Dejemos pues, la preocupación, pero no abandonemos la plegaria. Seamos como los lirios del campo que, aun creciendo entre espinos no se preocupan, sino que se elevan al cielo con una sabiduría mayor que el esplendor de Salomón. Cristo, el verdadero Salomón, no tuvo horror de florecer como lirio entre espinas. Se elevó al cielo y llevó por añadidura todo lo humano, el humilde polvo de nuestra tierra y de nuestras plegarias.

viernes, 21 de marzo de 2008

Via Crucis DN Jesu Christi

Feria VI in Parasceve
RP Domnus Evagrius OSB præparavit

En el nombre del Padre, y del Hijo, y del Espíritu Santo. Señor mío, Jesucristo, Dios y hombre verdadero me pesa de todo corazón haber pecado, porque he merecido el infierno y perdido el cielo. Y sobre todo porque te ofendí a ti, que eres bondad infinita, te amo con todo el corazón y propongo con tu gracia no volver a pecar.

Primera estación
La agonía en el huerto
Te adoramos, Cristo, y te bendecimos, porque con tu santa cruz redimiste al mundo
En el Cántico más bello de Salomón está escrito: «Levántate, hermana mía, paloma mía, hermosa mía, y ven, porque, mira, el invierno ha pasado, la lluvia cesó y se fue, han aparecido las flores en nuestra tierra; el tiempo de la poda ha llegado; la voz de la tórtola se ha oído en nuestra tierra: la higuera ha echado sus yemas, y las vides en cierne exhalaron su fragancia». Estas son las palabras de Cristo en el huerto de su Pasión. Son palabras que Cristo susurra a sus amigos: «Levántense, velen conmigo. Porque el diluvio de la ira de Dios ha cesado, y caen en la tierra gruesas gotas de sangre, flores de la misericordia; el tiempo de la poda ha llegado. Toda rama que permanece en mí y produce fruto, mi Padre la limpia, para que produzca más fruto».
Padrenuestro

Segunda estación
El Señor es condenado a muerte
Te adoramos, Cristo, y te bendecimos…
El Señor agonizó en el huerto mientras sus discípulos dormían, para mostrarnos que esta salvación no proviene de nuestras obras, sino de su divina misericordia. Pedro negó a Cristo cuando una criada le dijo: «También tú estabas con él»; así mostró el misterio del hombre: Adán aceptó de Eva el fruto que conduce a la muerte; Pedro, con el corazón envenenado por ese fruto de miedo y pecado no pudo aceptar el fruto de la vida. Cristo fue condenado a muerte mientras su discípulo se calentaba junto al fuego, porque tenía frío en el alma. Pero este fuego encendido por los hombres para mitigar la frialdad de la culpa no bastaba. A esto se refiere la Escritura cuando dice: «No había fuego intenso capaz de alumbrarles, ni las brillantes llamas de las estrellas alcanzaban a esclarecer aquella odiosa noche. Tan sólo una llamarada, por sí misma encendida, se dejaba entrever, sembrando el terror». Por eso el Señor fue condenado a muerte, porque era necesario que su amor ardiera en la zarza de nuestra humanidad y no se apague nunca el calor de la misericordia, la claridad que da vida a nuestras almas, el fuego que nos alimenta.

[Consigna dada 1]
Según el pasaje citado, ¿qué hacía el discípulo mientras Cristo era condenado a muerte?

[Información proporcionada]

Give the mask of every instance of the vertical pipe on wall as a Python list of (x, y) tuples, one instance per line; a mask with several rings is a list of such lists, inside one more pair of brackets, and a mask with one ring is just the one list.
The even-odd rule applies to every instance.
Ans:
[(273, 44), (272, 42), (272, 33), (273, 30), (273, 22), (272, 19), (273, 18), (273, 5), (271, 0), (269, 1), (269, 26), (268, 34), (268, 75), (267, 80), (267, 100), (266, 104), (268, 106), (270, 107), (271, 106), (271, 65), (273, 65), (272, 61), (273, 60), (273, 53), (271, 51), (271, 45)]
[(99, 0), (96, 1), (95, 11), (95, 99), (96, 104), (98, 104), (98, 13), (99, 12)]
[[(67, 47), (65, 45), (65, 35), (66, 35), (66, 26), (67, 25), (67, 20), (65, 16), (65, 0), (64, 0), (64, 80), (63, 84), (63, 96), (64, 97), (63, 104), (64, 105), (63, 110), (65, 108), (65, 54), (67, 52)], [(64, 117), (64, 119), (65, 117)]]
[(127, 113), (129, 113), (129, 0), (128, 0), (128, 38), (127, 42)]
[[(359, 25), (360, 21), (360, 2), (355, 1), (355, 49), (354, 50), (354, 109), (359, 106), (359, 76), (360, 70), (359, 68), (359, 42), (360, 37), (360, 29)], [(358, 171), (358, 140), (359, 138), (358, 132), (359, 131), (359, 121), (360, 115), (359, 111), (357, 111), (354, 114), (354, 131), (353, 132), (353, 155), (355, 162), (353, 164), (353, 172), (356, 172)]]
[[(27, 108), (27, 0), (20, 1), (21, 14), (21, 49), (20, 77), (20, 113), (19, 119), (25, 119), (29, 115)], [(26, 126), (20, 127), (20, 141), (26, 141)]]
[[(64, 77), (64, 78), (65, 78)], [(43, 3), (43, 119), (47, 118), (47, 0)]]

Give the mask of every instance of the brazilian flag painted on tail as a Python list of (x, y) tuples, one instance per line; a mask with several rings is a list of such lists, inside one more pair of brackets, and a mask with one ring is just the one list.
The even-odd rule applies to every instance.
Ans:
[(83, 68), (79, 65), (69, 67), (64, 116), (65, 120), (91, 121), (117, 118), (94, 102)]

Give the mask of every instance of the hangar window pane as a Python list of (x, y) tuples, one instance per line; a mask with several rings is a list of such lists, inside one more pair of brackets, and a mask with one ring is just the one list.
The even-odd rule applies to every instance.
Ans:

[Consigna dada 2]
Transcribe sin cambios las líneas del listado que van desde su comienzo hasta la línea que contiene "38), (127, 42)]", ambas incluidas.

[Respuesta completa 1]
Se calentaba junto al fuego, porque tenía frío en el alma.

[Respuesta completa 2]
Give the mask of every instance of the vertical pipe on wall as a Python list of (x, y) tuples, one instance per line; a mask with several rings is a list of such lists, inside one more pair of brackets, and a mask with one ring is just the one list.
The even-odd rule applies to every instance.
Ans:
[(273, 44), (272, 42), (272, 33), (273, 30), (273, 22), (272, 19), (273, 18), (273, 5), (271, 0), (269, 1), (269, 26), (268, 34), (268, 75), (267, 80), (267, 100), (266, 104), (268, 106), (270, 107), (271, 106), (271, 65), (273, 65), (272, 61), (273, 60), (273, 53), (271, 51), (271, 45)]
[(99, 0), (96, 1), (95, 11), (95, 99), (96, 104), (98, 104), (98, 13), (99, 12)]
[[(67, 47), (65, 45), (65, 35), (66, 35), (66, 26), (67, 25), (67, 20), (65, 16), (65, 0), (64, 0), (64, 80), (63, 84), (63, 96), (64, 97), (63, 104), (64, 105), (63, 110), (65, 108), (65, 54), (67, 52)], [(64, 117), (64, 119), (65, 117)]]
[(127, 113), (129, 113), (129, 0), (128, 0), (128, 38), (127, 42)]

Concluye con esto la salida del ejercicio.